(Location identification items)
┄┄┄┄┄┄┄┄┄┄

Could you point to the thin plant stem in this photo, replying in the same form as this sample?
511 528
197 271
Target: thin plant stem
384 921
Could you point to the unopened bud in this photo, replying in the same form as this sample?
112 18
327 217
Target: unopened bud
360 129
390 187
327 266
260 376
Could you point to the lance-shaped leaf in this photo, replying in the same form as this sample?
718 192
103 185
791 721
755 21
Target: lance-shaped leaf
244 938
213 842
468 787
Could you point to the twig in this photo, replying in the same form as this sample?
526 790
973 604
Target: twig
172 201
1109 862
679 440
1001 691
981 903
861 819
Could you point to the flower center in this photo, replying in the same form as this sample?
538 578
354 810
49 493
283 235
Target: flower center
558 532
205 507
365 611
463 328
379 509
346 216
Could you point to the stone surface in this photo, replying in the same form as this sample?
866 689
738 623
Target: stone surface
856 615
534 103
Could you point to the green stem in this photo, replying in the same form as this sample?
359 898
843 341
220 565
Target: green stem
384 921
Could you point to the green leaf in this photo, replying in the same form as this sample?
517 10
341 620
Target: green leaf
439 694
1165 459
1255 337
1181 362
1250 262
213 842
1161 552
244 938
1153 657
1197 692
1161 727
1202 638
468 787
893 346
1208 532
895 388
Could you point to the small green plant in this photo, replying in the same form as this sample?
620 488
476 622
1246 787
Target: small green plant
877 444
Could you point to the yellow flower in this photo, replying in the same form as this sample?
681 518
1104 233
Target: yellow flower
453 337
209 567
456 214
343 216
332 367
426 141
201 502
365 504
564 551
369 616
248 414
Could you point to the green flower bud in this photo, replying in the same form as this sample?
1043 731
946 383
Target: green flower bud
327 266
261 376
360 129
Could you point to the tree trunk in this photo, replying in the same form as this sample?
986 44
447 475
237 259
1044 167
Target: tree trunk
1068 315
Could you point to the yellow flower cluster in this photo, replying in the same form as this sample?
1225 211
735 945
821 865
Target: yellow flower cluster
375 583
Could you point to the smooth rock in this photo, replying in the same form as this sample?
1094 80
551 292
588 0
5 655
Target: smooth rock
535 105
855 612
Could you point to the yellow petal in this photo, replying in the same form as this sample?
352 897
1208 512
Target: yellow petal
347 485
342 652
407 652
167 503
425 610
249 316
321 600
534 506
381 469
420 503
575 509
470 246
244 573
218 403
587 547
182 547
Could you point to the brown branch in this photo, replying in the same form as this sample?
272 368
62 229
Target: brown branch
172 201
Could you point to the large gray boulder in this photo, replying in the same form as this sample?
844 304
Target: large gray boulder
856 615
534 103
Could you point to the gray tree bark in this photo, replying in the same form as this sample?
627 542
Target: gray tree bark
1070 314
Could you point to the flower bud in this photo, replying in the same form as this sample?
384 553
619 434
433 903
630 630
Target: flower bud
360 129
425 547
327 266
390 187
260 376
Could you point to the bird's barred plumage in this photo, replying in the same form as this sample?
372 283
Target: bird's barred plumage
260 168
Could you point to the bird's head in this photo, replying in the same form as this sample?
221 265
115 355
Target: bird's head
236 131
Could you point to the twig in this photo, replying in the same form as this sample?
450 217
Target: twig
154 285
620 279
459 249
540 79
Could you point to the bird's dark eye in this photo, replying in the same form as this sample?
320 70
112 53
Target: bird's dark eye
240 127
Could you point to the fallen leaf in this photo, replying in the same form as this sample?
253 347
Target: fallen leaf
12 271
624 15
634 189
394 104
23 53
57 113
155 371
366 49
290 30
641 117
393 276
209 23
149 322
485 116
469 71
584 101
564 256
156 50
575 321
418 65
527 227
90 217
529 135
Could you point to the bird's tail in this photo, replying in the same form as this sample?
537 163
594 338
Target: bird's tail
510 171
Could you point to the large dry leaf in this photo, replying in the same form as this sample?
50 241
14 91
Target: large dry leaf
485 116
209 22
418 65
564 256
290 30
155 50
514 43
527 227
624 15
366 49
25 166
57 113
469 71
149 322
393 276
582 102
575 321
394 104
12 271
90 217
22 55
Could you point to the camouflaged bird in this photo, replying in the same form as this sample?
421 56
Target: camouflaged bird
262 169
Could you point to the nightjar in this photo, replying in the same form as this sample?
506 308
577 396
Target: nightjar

┄┄┄┄┄┄┄┄┄┄

Retype every line of the listing above word for word, with no changes.

Could you point to the thin plant stem in this photo, replying in the same form as this sample?
511 528
197 271
Target: thin plant stem
384 921
Could you point to the unopened bud in this photo, replying in the same form as this sample?
112 18
327 217
Target: unopened bud
360 129
390 187
327 266
260 376
Could you point to the lance-shaped leaf in this photo, replying in the same form as this sample?
718 192
103 185
791 721
755 21
Target: lance-shaped leaf
244 938
213 842
468 787
Could you point to the twig in this photo, replying in the same form as this sample?
526 790
973 604
Target: twig
172 201
1109 862
679 440
1001 691
981 903
861 819
Could you point to the flower center in this photo, replying in the same form as this sample?
538 578
354 810
49 493
283 235
Target: flower center
558 532
205 507
365 611
463 328
379 509
346 216
Could you point to the stone surface in this photo, replying in the same form as this sample?
866 689
738 623
Target: stone surface
856 615
534 103
Could you point to the green stem in this photo, replying in the same form as this sample?
359 898
843 341
220 565
Target: green stem
384 921
Could you point to the green leaf in this photo, replying in the same form as this sample?
517 10
341 620
Target: green leaf
439 694
1165 459
1255 337
1181 362
1250 262
213 842
1161 552
244 938
1153 657
1197 692
1161 727
1202 638
468 787
893 346
1208 532
895 388
Could you point to the small green plant in this photo, replying in the same form as this sample?
620 488
476 622
1246 787
Target: small green plant
877 444
Could you point to the yellow flower in this photo, replying in the same form as this sample?
681 518
1104 233
Target: yellow flower
453 337
209 567
456 214
343 216
332 367
426 141
201 502
365 504
564 551
369 616
248 414
Could you point to the green flower bud in this photo, replying in the same form as this sample?
1043 731
946 383
Target: green flower bud
327 266
261 376
360 129
Could you point to the tree trunk in this photo, replying in the same form as this sample?
986 44
447 475
237 259
1044 167
Target: tree trunk
1068 315
Could you point to the yellow flower cluster in this photo, replying in the same form as this sample?
1225 211
735 945
821 865
Target: yellow flower cluster
375 583
Could you point to the smooth rock in this photo, replying in the same form as this sample?
1094 80
551 292
588 0
5 655
Target: smooth rock
535 105
855 612
Could you point to the yellow petal in this photo, replying in the same form as this sample?
352 897
1208 512
Target: yellow petal
347 485
342 652
407 652
167 503
425 610
249 316
321 600
534 506
381 469
420 503
575 509
470 246
244 573
218 403
587 547
182 547
Could you point to the brown branch in this photo, replying in the same form as this sample?
272 368
62 229
Target: brown branch
172 201
Could you point to the large gray boulder in this photo, replying in the same form as this sample?
844 304
Target: large gray boulder
856 615
534 103
Could you point to the gray tree bark in this photo, replying in the same form as this sample?
627 542
Target: gray tree bark
1070 314
Could you point to the flower bud in this photo, replying in the same form as this sample?
384 553
619 434
433 903
630 630
Target: flower bud
360 129
425 547
327 266
390 187
260 376
Could you point to the bird's barred plumage in this photo, replying in the same form as this sample?
372 283
Target: bird's barred plumage
260 168
Could you point to the bird's head in this photo, replying in the same form as this sample?
221 265
115 355
Target: bird's head
236 131
Could you point to the twig in this photo, replying in the same form as this sample?
450 217
Target: twig
154 285
620 279
459 249
540 79
Could you point to the bird's dark eye in this photo, replying in the same form as this sample?
320 70
112 53
Target: bird's dark eye
240 127
Could you point to the fallen leaf in this photo, replying in the same form as this sample?
253 347
Target: fallen leaf
12 271
624 15
634 189
394 104
23 53
57 113
155 371
366 49
290 30
641 117
393 276
209 23
149 322
485 116
469 71
584 101
564 256
156 50
575 321
418 65
527 227
90 217
529 135
Could you point to the bird's tail in this photo, replying in the same form as this sample?
537 163
594 338
Target: bird's tail
510 171
Could you point to the large dry leaf in this photo, replying in the same form as this sample?
50 241
14 91
Target: large dry leaf
485 116
209 22
418 65
564 256
290 30
155 50
514 43
527 227
624 15
366 49
25 166
57 113
469 71
149 322
393 276
582 102
575 321
394 104
12 271
90 217
22 55
Could you point to the camouflaged bird in this photo, replying in the same form as this sample?
421 56
Target: camouflaged bird
262 169
Could you point to the nightjar in this photo, replying in the same form as this sample?
506 308
577 396
Target: nightjar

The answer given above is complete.